-- start AVAILABLE DATA --
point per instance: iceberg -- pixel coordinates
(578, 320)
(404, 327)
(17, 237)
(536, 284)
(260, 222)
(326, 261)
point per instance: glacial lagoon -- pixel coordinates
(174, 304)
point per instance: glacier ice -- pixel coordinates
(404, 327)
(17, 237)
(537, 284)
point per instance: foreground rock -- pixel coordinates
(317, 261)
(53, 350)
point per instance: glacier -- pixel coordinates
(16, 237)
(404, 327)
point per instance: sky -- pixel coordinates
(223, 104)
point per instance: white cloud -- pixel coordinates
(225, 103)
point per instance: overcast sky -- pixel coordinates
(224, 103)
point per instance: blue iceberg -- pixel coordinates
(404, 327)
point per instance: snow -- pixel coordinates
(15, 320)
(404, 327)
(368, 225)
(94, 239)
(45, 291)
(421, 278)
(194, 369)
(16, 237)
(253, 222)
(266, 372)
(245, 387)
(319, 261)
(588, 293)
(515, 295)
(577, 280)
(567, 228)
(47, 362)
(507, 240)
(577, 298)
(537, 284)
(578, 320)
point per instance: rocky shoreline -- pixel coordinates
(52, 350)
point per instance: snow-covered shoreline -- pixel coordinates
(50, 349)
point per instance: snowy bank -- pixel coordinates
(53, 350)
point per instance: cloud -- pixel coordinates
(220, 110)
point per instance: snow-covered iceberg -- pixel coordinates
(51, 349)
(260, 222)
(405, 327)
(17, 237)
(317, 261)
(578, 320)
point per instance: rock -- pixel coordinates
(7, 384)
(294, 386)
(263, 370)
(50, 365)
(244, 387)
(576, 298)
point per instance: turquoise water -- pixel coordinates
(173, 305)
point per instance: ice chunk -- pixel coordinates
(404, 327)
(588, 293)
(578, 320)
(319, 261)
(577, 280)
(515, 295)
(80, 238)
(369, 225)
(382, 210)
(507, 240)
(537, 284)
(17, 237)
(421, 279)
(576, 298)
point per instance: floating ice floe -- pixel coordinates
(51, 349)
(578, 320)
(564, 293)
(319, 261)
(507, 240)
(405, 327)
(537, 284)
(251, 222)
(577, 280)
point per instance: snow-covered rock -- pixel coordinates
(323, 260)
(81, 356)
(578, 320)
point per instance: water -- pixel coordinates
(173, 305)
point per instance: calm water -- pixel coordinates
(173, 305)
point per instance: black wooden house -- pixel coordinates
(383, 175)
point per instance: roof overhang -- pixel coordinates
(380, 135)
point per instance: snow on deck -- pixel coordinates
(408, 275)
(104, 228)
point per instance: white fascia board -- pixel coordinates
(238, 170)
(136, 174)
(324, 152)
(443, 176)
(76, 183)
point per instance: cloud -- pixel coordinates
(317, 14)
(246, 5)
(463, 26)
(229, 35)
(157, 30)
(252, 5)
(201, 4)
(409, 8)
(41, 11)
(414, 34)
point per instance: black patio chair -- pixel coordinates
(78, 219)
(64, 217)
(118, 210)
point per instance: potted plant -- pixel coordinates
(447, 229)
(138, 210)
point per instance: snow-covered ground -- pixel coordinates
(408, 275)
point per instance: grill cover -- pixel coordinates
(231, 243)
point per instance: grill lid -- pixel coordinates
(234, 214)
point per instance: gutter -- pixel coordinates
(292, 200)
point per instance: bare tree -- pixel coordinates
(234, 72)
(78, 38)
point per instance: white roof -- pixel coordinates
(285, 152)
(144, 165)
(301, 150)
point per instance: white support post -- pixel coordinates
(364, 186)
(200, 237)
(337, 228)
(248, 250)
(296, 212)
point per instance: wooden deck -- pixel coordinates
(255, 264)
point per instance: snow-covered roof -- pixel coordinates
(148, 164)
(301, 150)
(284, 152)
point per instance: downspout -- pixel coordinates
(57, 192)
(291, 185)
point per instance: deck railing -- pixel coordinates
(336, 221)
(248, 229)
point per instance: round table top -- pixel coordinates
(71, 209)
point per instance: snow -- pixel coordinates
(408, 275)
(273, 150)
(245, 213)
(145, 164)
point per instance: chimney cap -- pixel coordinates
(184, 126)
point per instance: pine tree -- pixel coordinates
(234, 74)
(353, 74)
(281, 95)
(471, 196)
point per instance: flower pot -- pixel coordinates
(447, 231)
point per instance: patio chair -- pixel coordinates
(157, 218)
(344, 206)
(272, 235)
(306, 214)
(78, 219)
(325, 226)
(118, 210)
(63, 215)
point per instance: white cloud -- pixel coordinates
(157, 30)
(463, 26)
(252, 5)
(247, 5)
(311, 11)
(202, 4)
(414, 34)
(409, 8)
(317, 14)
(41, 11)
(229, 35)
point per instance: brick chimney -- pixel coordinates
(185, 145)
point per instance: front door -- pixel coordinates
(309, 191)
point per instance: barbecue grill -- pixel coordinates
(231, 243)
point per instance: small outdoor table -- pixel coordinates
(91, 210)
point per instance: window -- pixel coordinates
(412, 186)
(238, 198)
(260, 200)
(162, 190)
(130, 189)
-- end AVAILABLE DATA --
Swap every "pixel coordinates" in the lines above for "image coordinates", and leave the rest unchanged.

point per instance: iceberg -- image coordinates
(578, 320)
(404, 327)
(17, 237)
(536, 284)
(260, 222)
(326, 261)
point per instance: glacial lagoon -- image coordinates
(174, 304)
point per instance: glacier ice -- image coordinates
(404, 327)
(17, 237)
(537, 284)
point per instance: foreground rock -- image coordinates
(317, 261)
(53, 350)
point per instance: glacier -- image coordinates
(16, 237)
(404, 327)
point per instance: sky -- image coordinates
(223, 104)
point per instance: white cloud -- image coordinates
(225, 103)
point per instance: overcast sky -- image coordinates
(224, 103)
point per instance: blue iceberg -- image coordinates
(404, 327)
point per instance: snow -- image coordinates
(15, 320)
(404, 327)
(368, 225)
(94, 239)
(45, 291)
(421, 278)
(194, 369)
(16, 237)
(253, 222)
(266, 372)
(245, 387)
(319, 261)
(588, 293)
(515, 295)
(577, 280)
(567, 228)
(47, 362)
(507, 240)
(577, 298)
(537, 284)
(578, 320)
point per instance: rocky shoreline -- image coordinates
(52, 350)
point per instance: snow-covered shoreline -- image coordinates
(50, 349)
point per instance: snowy bank -- image coordinates
(53, 350)
point per instance: cloud -- image coordinates
(220, 110)
point per instance: snow-covered iceberg -- image coordinates
(51, 349)
(260, 222)
(405, 327)
(17, 237)
(317, 261)
(578, 320)
point per instance: rock -- image coordinates
(7, 384)
(294, 386)
(263, 370)
(50, 365)
(244, 387)
(576, 298)
point per instance: turquoise water -- image coordinates
(173, 305)
point per instance: ice chunk -- image coordinates
(404, 327)
(588, 293)
(578, 320)
(319, 261)
(577, 280)
(515, 295)
(80, 238)
(369, 225)
(382, 210)
(507, 240)
(537, 284)
(17, 237)
(421, 279)
(576, 298)
point per instance: floating ice floe -- image coordinates
(51, 349)
(578, 320)
(564, 293)
(319, 261)
(507, 240)
(405, 327)
(537, 284)
(251, 222)
(577, 280)
point per instance: snow-covered rock -- image coordinates
(323, 260)
(81, 356)
(578, 320)
point per instance: water -- image coordinates
(173, 305)
point per instance: calm water -- image coordinates
(173, 305)
point per instance: black wooden house -- image coordinates
(383, 175)
point per instance: roof overhang -- image coordinates
(380, 135)
point per instance: snow on deck -- image coordinates
(408, 275)
(104, 228)
point per instance: white fascia board -- image coordinates
(238, 170)
(136, 174)
(324, 152)
(443, 176)
(76, 183)
point per instance: cloud -- image coordinates
(317, 14)
(246, 5)
(463, 26)
(229, 35)
(157, 30)
(252, 5)
(201, 4)
(409, 8)
(41, 11)
(414, 34)
point per instance: black patio chair -- image coordinates
(78, 219)
(64, 217)
(118, 210)
point per instance: potted plant -- image coordinates
(447, 229)
(138, 210)
point per instance: snow-covered ground -- image coordinates
(408, 275)
point per instance: grill cover -- image coordinates
(231, 243)
point per instance: grill lid -- image coordinates
(234, 214)
point per instance: gutter -- image coordinates
(292, 200)
point per instance: bare tree -- image coordinates
(234, 72)
(78, 38)
point per instance: white roof -- image coordinates
(285, 152)
(144, 165)
(301, 150)
point per instance: white support post -- image coordinates
(364, 186)
(200, 237)
(337, 228)
(248, 250)
(296, 212)
point per instance: wooden deck -- image coordinates
(255, 264)
point per instance: snow-covered roof -- image coordinates
(148, 164)
(301, 150)
(284, 152)
point per instance: downspout -- image coordinates
(57, 192)
(291, 185)
point per instance: deck railing -- image coordinates
(336, 221)
(248, 229)
point per instance: round table top -- image coordinates
(71, 209)
point per instance: snow -- image coordinates
(408, 275)
(273, 150)
(245, 213)
(145, 164)
point per instance: chimney cap -- image coordinates
(184, 126)
point per instance: pine tree -- image coordinates
(234, 74)
(353, 74)
(281, 95)
(471, 196)
point per instance: flower pot -- image coordinates
(447, 231)
point per instance: patio chair -- image coordinates
(157, 218)
(344, 206)
(272, 235)
(306, 214)
(78, 219)
(325, 226)
(118, 210)
(63, 215)
point per instance: white cloud -- image coordinates
(157, 30)
(463, 26)
(252, 5)
(247, 5)
(311, 11)
(202, 4)
(414, 34)
(409, 8)
(317, 14)
(41, 11)
(229, 35)
point per instance: brick chimney -- image coordinates
(185, 145)
point per instance: front door -- image coordinates
(309, 191)
point per instance: barbecue grill -- image coordinates
(231, 243)
point per instance: small outdoor table -- image coordinates
(91, 210)
point per instance: window -- image coordinates
(412, 186)
(238, 198)
(260, 200)
(162, 190)
(130, 189)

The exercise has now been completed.